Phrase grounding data
════════════════
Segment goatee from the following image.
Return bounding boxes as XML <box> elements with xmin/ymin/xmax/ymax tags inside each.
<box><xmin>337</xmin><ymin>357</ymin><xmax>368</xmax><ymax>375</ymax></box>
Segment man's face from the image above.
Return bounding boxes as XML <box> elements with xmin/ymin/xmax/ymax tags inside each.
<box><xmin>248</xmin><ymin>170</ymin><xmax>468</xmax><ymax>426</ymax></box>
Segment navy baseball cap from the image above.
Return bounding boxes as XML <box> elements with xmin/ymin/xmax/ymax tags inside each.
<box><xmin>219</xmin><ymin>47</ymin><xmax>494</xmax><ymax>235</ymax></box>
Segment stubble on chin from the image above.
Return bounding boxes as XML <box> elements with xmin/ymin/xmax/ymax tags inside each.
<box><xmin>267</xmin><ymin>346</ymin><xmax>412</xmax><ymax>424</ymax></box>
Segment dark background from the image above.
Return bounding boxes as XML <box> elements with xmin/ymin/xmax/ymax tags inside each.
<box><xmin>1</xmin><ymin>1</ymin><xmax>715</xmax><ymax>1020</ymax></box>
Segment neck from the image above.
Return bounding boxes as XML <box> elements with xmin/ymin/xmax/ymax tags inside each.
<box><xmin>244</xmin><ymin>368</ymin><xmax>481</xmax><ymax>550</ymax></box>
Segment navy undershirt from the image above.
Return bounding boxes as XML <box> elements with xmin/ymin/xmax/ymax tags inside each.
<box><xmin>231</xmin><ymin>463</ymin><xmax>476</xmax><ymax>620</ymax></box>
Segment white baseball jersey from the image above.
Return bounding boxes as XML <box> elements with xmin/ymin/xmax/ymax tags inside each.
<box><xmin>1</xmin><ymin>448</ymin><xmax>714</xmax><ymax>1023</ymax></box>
════════════════
## Your instructions
Once you have read the records above, write them all out exactly.

## Task response
Segment goatee from the following image.
Return bounding boxes as XML <box> elements with xmin/ymin/xmax/ymax tags inside each.
<box><xmin>337</xmin><ymin>357</ymin><xmax>368</xmax><ymax>375</ymax></box>
Segment man's face from the image above.
Return bounding boxes as XML <box> elements with xmin/ymin/xmax/ymax tags inside each.
<box><xmin>248</xmin><ymin>170</ymin><xmax>468</xmax><ymax>426</ymax></box>
Segment navy baseball cap from the image above.
Return bounding boxes as XML <box> elements with xmin/ymin/xmax/ymax tags inside each.
<box><xmin>219</xmin><ymin>47</ymin><xmax>494</xmax><ymax>235</ymax></box>
Segment stubble on chin from the image above.
Return bounding boxes as XML <box> elements with xmin/ymin/xmax/ymax tags inside each.
<box><xmin>267</xmin><ymin>346</ymin><xmax>412</xmax><ymax>424</ymax></box>
Segment dark background from the image above.
Return bounding boxes as XML <box> elements with xmin/ymin/xmax/ymax tags inside each.
<box><xmin>1</xmin><ymin>1</ymin><xmax>715</xmax><ymax>1020</ymax></box>
Segment neck from the image above.
Return bounding boxes as XML <box> elements with xmin/ymin/xmax/ymax tags inside each.
<box><xmin>244</xmin><ymin>368</ymin><xmax>481</xmax><ymax>550</ymax></box>
Segment navy undershirt from the image above.
Return bounding boxes as XML <box> elements with xmin/ymin/xmax/ymax tags inside each.
<box><xmin>231</xmin><ymin>463</ymin><xmax>476</xmax><ymax>620</ymax></box>
Segment white baseball jersey from the image above.
Return bounding boxes as XML <box> elements with xmin/ymin/xmax/ymax tags inside each.
<box><xmin>1</xmin><ymin>448</ymin><xmax>714</xmax><ymax>1023</ymax></box>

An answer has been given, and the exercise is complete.